The reason that gene conversion is so important when sex is low can be understood by considering coalescence from two samples taken from separate individuals. In the absence of gene conversion, two samples are put into same individual, on average, two separate times (requiring at least one bout of sex) before coalescing (e.g. the first time the two samples descended from different homologous chromosomes but the second time they descended from the same one). When the rate of sex is low, each time the two samples are put into the same individual, they persist together in that genotype for many asexual generations. If gene conversion is high relative to the rate of sex, the samples are likely to coalesce via gene conversion before the genotype is broken apart by sex. Thus, two samples need only to be put in same individual once before coalescing, so the coalescence time is half what it would be otherwise. If two samples start in the same individual, then the time to coalescence is simply the waiting time until gene conversion, 1/γ (which we have assumed is negligible to the waiting time for two alleles in separate individuals to enter the same ancestral individual, i.e., N generations). Note that when gene conversion is rare relative to sex (γ → 0), Equation 9 collapses to the results assuming no gene conversion (Equation 4). The effect of gene conversion on coalescent time is shown in Figure 3, demonstrating how it greatly reduces the coalescent time when it is strong compared to sex.
Gene conversion rates are generally weak, with Flot et al. (2013) estimating gene conversion rates of 10-5 to 10-6 per site in bdelloid rotifers. However, these rates are feasibly the same order (or higher) as 1/Ne for most species, which the same rate at which infrequent sex starts affecting coalescence times. Thus the strong impact of gene conversion when sex is rare can explain why little within-individual divergence has been reported in facultative sexual genomes, despite very low (or zero) rates of sex (Crease and LYNCH 1991; Sch Ö N et al. 1998; Normark 1999; SchÖN and Martens 2003; Flot et al. 2013).

REQUIRED ACTIONS:
1. List every equation and figure that the passage on gene conversion and coalescence refers to.
2. Continue the passage on gene conversion and coalescence, starting after its last sentence.

INFORMATION SHOWN:

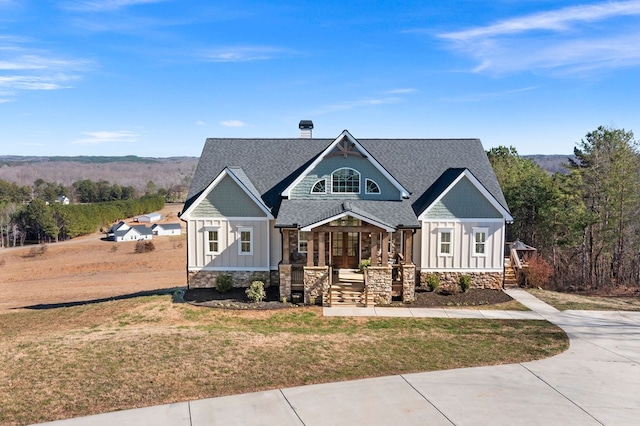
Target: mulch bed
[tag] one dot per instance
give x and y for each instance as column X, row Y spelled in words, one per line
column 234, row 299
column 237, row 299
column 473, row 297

==

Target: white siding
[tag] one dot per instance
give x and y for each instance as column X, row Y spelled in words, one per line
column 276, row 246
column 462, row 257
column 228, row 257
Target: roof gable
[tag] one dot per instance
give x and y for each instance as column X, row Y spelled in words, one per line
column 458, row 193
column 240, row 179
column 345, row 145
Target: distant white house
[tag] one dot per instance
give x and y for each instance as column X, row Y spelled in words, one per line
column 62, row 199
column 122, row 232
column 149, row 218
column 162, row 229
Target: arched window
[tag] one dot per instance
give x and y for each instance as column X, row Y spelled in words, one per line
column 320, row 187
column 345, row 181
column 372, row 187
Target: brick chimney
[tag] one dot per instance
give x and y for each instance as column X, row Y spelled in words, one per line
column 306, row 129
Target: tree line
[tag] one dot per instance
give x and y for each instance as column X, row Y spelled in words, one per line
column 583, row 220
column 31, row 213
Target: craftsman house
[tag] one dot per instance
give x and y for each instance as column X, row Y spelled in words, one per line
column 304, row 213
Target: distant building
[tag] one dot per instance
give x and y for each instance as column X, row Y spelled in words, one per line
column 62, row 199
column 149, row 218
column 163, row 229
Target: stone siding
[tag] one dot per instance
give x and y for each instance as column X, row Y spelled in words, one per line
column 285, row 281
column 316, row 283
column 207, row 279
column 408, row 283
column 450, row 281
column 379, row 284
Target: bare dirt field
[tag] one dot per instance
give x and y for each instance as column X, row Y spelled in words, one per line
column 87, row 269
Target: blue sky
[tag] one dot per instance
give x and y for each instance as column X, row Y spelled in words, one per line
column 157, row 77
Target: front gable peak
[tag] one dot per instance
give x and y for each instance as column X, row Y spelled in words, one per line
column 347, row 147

ANSWERS BY ITEM NUMBER:
1. Equation 9, Equation 4, Figure 3

2.
In multisample simulations, we found that low rates of gene conversion (γ = 1/N) generally lead to the opposite behaviour of summary statistics shown in Figure 2, due to the increased homozygosity. That is, most estimators decrease with lower sex, except for Fay and Wu’s H. The number of unique haplotypes also decreases for low rates of sex, as in cases without gene conversion (Figure S2 of the Supplementary Derivations file). Therefore the simultaneous reduction in both haplotype and genotype diversity with decreased rates of sex, in contrast to observing allelic sequence divergence, can be used to determine the presence of gene conversion (or a similar effect such as selfing) in facultative sexuals.
Coalescent times for an island model
Here we show how a simple demographic model, the island model, can also be implemented into the facultative sexual analysis. The population consists of d demes, with Nd in each, so the total population size is NT = d × Nd. Each generation, an individual can migrate to another deme with probability m = O(1/Nd) ≪ 1; this assumption ensures no more than one sample migrates per generation. To keep solutions tractable, we do not consider selfing in this analysis.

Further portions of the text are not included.